Exercise brief: Report every line below that contains the word "hand", copying each such line in full.
--- START Records shown ---
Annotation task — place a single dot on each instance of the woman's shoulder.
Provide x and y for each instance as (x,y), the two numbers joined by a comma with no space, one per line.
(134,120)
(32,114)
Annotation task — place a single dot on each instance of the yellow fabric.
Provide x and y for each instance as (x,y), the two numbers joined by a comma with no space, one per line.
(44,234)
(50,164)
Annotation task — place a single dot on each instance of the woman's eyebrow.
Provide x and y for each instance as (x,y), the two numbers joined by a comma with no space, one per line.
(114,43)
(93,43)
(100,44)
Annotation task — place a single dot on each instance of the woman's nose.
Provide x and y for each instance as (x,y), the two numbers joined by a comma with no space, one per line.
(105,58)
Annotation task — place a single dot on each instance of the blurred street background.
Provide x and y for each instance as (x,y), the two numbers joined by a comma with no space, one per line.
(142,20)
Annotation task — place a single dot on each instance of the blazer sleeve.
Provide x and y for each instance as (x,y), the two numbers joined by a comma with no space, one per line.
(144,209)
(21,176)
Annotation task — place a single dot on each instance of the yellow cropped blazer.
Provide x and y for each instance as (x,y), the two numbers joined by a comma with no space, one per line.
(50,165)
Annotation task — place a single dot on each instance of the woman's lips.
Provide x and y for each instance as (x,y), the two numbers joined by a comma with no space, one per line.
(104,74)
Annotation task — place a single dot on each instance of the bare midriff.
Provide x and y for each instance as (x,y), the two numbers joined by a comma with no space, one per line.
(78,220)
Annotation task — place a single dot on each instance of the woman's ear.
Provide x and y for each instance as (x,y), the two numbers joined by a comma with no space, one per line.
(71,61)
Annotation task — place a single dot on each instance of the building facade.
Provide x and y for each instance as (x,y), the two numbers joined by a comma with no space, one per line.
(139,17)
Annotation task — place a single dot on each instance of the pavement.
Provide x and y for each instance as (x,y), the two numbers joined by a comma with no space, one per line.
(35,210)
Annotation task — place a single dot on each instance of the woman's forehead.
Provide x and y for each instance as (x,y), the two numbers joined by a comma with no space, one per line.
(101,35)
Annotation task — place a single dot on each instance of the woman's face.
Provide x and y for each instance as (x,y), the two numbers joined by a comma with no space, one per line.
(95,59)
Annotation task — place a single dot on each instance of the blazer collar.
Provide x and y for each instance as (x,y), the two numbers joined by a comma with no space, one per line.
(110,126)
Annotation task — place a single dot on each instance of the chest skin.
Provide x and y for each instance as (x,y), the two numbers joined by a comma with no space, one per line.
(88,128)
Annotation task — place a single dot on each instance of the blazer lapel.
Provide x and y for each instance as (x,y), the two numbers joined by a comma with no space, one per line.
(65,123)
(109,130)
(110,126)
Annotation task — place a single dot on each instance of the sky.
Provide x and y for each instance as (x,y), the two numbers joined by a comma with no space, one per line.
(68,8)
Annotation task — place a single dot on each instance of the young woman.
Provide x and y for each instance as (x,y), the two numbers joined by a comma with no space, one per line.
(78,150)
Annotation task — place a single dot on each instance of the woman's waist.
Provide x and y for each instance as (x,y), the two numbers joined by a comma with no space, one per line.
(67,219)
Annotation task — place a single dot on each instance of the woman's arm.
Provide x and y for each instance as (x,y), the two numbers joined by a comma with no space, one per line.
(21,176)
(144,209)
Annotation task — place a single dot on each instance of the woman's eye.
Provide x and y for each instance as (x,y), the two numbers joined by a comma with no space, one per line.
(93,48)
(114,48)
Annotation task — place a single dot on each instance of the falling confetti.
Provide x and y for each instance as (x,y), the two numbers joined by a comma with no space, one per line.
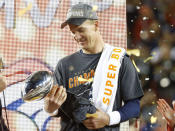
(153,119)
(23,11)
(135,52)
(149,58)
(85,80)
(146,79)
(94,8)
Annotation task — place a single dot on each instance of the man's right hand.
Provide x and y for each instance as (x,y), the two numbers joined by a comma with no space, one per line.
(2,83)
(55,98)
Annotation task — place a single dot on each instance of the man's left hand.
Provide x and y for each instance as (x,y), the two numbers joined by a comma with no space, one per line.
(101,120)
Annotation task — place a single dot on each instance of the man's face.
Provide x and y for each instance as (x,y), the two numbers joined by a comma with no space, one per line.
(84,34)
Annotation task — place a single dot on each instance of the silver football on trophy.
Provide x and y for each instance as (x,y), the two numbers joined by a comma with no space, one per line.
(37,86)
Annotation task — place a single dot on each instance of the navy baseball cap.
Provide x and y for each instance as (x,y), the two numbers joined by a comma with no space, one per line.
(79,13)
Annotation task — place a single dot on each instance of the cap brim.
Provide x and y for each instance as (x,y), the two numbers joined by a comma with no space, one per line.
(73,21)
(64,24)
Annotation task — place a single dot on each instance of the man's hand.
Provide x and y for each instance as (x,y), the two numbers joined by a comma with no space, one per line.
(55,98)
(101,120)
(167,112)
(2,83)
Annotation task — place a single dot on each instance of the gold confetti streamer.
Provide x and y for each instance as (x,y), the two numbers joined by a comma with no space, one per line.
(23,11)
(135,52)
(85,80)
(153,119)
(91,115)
--- END Records shown ---
--- START Records shown ---
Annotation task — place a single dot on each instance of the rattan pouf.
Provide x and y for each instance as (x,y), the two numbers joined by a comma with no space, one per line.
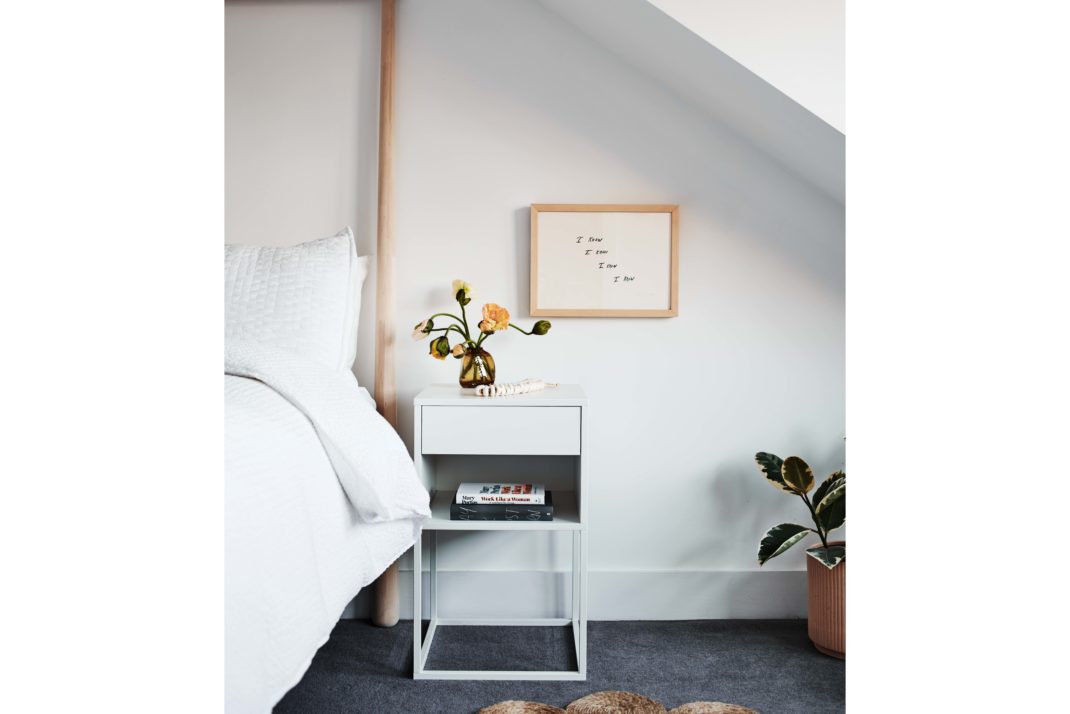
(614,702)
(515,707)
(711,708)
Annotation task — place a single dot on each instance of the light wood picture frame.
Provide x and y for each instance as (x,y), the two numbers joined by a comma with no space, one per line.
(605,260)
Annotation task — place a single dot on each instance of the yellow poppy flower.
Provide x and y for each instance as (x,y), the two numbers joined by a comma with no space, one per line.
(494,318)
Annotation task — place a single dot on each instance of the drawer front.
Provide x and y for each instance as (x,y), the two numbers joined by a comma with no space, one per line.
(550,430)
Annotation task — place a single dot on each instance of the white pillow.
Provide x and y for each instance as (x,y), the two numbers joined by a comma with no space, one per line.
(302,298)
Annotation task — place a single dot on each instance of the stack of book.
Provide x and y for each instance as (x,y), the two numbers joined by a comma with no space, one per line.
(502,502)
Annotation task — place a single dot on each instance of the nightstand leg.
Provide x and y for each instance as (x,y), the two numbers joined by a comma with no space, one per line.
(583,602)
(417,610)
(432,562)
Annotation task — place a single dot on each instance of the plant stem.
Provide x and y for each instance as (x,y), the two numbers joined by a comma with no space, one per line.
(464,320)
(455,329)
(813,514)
--- END Records shown ---
Written answer:
Annotation task — place a single dot on each instance of the man's right hand.
Annotation task — place a single dot on each instance of the man's left hand.
Annotation task — place a single dot on each instance of the man's hand.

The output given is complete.